■ **PROBLEM DESCRIPTION**: Each record, exactly as written, should be printed again.

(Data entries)
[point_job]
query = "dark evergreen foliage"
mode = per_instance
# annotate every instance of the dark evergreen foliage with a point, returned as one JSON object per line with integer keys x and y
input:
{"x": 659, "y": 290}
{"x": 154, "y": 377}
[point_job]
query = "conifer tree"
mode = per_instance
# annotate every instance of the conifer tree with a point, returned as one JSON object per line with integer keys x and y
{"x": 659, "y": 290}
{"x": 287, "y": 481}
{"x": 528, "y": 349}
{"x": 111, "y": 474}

■ **EXERCISE OUTPUT**:
[point_job]
query = "dark evergreen foliage"
mode = per_instance
# annotate every instance of the dark evergreen foliage with a point, returned as one JSON object per line with integer keys x and y
input:
{"x": 659, "y": 290}
{"x": 154, "y": 377}
[point_job]
query = "conifer tree"
mode = per_instance
# annotate every instance of the conifer tree with a point, returned as one JSON object per line with integer keys x and y
{"x": 659, "y": 290}
{"x": 287, "y": 481}
{"x": 528, "y": 349}
{"x": 111, "y": 474}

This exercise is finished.